WRITTEN INSTRUCTION: Copy out every line of the data exactly.

******

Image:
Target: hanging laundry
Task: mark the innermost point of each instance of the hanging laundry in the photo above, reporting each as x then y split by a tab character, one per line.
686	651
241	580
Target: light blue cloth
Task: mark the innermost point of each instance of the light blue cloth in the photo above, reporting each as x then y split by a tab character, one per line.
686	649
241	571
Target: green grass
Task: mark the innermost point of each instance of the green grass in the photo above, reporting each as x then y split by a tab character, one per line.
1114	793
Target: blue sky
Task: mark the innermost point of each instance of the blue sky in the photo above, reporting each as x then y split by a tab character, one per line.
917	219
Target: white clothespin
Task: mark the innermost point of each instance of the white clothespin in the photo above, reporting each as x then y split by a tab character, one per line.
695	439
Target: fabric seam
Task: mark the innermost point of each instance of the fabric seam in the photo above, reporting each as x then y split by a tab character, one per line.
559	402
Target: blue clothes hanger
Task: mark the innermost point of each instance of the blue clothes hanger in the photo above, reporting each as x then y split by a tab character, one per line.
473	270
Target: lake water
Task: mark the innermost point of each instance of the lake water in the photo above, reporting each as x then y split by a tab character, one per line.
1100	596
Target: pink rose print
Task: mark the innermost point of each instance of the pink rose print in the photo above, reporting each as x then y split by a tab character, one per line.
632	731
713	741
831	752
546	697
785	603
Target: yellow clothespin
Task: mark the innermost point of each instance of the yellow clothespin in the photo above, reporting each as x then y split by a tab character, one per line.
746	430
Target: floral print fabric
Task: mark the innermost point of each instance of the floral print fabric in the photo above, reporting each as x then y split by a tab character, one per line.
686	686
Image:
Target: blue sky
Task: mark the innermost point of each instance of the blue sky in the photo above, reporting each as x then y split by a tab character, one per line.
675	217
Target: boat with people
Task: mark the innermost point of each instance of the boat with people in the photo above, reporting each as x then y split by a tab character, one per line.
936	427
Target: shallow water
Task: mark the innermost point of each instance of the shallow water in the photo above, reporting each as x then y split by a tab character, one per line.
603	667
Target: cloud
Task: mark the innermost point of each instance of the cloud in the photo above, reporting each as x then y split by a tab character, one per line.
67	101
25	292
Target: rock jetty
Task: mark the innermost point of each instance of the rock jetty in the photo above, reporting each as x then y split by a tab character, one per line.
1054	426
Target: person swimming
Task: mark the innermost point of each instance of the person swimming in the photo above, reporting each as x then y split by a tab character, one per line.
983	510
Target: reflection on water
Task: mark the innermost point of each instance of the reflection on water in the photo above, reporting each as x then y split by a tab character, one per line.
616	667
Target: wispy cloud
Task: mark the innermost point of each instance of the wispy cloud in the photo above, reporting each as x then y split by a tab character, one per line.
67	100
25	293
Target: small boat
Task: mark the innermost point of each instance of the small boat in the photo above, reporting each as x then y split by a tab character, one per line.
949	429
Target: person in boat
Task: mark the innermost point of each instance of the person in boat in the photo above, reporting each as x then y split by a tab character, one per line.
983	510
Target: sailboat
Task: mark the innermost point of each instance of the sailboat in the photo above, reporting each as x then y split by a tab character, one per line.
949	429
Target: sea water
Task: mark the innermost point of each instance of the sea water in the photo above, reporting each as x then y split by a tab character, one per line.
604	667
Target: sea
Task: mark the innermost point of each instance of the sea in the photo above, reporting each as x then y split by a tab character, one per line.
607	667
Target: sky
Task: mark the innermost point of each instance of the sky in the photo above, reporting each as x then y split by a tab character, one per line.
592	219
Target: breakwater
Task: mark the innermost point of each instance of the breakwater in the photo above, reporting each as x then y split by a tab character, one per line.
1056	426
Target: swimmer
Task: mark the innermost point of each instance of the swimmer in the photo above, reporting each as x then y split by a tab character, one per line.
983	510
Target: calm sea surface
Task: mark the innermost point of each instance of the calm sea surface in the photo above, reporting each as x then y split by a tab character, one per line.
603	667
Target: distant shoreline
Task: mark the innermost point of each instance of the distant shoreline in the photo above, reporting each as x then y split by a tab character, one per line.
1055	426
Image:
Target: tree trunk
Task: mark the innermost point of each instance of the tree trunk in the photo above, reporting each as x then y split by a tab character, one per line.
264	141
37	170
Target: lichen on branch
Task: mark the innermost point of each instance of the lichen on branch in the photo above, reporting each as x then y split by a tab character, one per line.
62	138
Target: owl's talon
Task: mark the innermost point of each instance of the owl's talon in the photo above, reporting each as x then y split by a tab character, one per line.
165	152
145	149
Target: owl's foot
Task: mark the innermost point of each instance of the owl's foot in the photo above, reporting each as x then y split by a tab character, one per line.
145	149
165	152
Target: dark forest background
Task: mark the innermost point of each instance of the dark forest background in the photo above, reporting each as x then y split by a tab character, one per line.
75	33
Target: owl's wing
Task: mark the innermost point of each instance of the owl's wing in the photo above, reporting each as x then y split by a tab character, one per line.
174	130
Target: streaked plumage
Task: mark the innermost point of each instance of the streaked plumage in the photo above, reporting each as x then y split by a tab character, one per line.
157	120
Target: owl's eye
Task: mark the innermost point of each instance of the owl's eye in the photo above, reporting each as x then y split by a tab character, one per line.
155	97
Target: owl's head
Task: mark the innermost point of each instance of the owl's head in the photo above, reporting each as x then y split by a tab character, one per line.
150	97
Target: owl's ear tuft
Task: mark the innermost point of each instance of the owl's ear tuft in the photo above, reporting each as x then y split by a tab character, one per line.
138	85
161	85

******

RESPONSE TO THIS TASK:
Image:
Target: hanging laundry
Task: mark the innermost point of each instance of the hanging laundry in the photo above, reporting each as x then y split by a tab character, one per line.
686	651
241	580
Target: light blue cloth
Task: mark the innermost point of each instance of the light blue cloth in the photo above, reporting each as x then y split by a tab character, one per line.
686	649
241	571
Target: green grass
Task: mark the innermost point of each instance of the green grass in the photo above, reporting each as x then y split by a tab character, one per line.
1114	793
Target: blue sky
Task: mark the innermost point of each instance of the blue sky in the photo above, reporting each as x then y split by a tab character, one per line.
917	219
Target: white clothespin
Task: mark the innermost point of each instance of the white clothespin in the photo above, reporting each as x then y split by a tab character, one per line.
695	439
Target: fabric seam
Task: mark the innermost point of each instance of the fabric seam in the photo above, reporting each as x then y split by a tab character, one per line.
559	402
Target: blue clothes hanger
Task: mark the innermost point of each instance of the blue clothes hanger in the photo above, reporting each as x then y split by a tab character, one per line.
473	270
Target: lake water
Task: mark the innermost point of each instance of the lake water in the photo above, reporting each as x then y split by a tab character, one per line.
1100	596
Target: pink rose print
Task: mark the innermost point of each instance of the pink rose print in the photo above, reporting each as x then y split by a tab character, one per line.
632	731
713	741
831	752
546	697
785	603
Target: yellow clothespin
Task: mark the innermost point of each instance of the yellow clothespin in the photo above, reporting each as x then y split by a tab character, one per line.
746	430
Target: floral print fabric
Task: mark the innermost point of each instance of the floral print fabric in the photo above, reporting each as x then y split by a tab character, one per line.
686	686
Image:
Target: blue sky
Task: mark the innermost point of each instance of the blue sky in the photo above, reporting each as x then y split by a tab character, one per line.
675	217
Target: boat with people
Task: mark the innermost point of each instance of the boat with people in the photo above, reporting each as x then y split by a tab character, one per line.
936	427
Target: shallow water
Task: mark the innermost point of each instance of the shallow water in the photo above, reporting each as x then y split by a tab character, one per line.
603	667
Target: cloud
Task: mark the innermost point of each instance of the cloud in the photo above, reporting each as x then y split by a tab character, one per line.
67	101
25	292
Target: rock jetty
Task: mark the innermost point of each instance of the rock jetty in the photo above, reporting each as x then y split by a tab character, one per line.
1054	426
Target: person swimming
Task: mark the innermost point of each instance of the person swimming in the photo above, reporting each as x then y split by a tab character, one per line.
983	510
Target: reflection on water
Task: mark the innermost point of each instance of the reflection on water in the photo above, reporting each as x then y split by a tab character, one per line.
616	667
Target: wispy cloud
Task: mark the innermost point of each instance of the wispy cloud in the photo above, reporting each as x then y split by a tab character, one per line.
67	100
25	293
Target: small boat
Task: mark the innermost point of each instance of the small boat in the photo above, reporting each as x then y split by a tab character, one per line.
949	429
Target: person in boat
Task: mark the innermost point of each instance of the person in boat in the photo above, reporting each as x then y split by a tab character, one per line.
983	510
Target: sailboat
Task: mark the innermost point of each instance of the sailboat in the photo above, reporting each as x then y split by a tab character, one per line.
949	429
Target: sea water
Task: mark the innermost point of each instance of the sea water in the photo above, reporting each as x then y split by a tab character, one per line.
604	667
Target: sea
Task: mark the innermost point of each instance of the sea in the photo above, reporting each as x then y split by a tab character, one per line.
607	667
Target: sky
Task: mark the innermost point of each instance of the sky in the photo above, reporting each as x then y split by a tab character, one per line.
592	219
Target: breakwater
Task: mark the innermost point of each instance of the breakwater in the photo above, reporting each as x then y split by a tab character, one per line.
1056	426
Target: swimmer
Task: mark the innermost point of each instance of the swimmer in the photo above, reporting each as x then y split by a tab character, one per line.
983	510
Target: calm sea surface
Task: mark the innermost point of each instance of the calm sea surface in the photo above, reporting each as x then y split by a tab character, one per line.
603	667
Target: distant shoreline
Task: mark the innermost point of each instance of the distant shoreline in the photo above, reporting each as x then y split by a tab character, one per line.
1055	426
Image:
Target: tree trunk
Task: mark the innermost point of each instance of the tree trunk in the photo above, reporting each as x then y split by a tab character, one per line.
264	141
37	170
Target: lichen on branch
Task: mark the innermost point of each instance of the lichen on branch in the photo above, reporting each as x then y split by a tab character, one per line.
62	138
Target: owl's talon
Task: mark the innermost point of each instance of the owl's talon in the photo above, reporting each as x then y split by a tab character, one per line.
165	152
145	149
Target: owl's foot
Task: mark the innermost point of each instance of the owl's foot in the photo above, reporting each as x then y split by a tab character, one per line.
145	149
165	152
Target: dark forest background
Task: mark the innermost point of each instance of the dark forest background in the photo above, reporting each as x then y split by a tab character, one per line.
75	33
Target: owl's wing
Task: mark the innermost point of each instance of the owl's wing in the photo above, reporting each as x then y split by a tab character, one per line.
174	130
Target: streaked plumage
Task: mark the innermost point of each instance of the streaked plumage in the photo above, reporting each as x then y split by a tab character, one per line.
157	120
Target: owl's eye
Task: mark the innermost point of each instance of the owl's eye in the photo above, reporting each as x then y split by a tab character, one per line.
155	97
Target: owl's head
Task: mark the innermost point of each instance of the owl's head in the photo above, reporting each as x then y split by a tab character, one per line.
150	97
Target: owl's ear tuft
Task: mark the innermost point of each instance of the owl's ear tuft in the photo above, reporting each as x then y split by a tab character, one per line.
138	85
161	85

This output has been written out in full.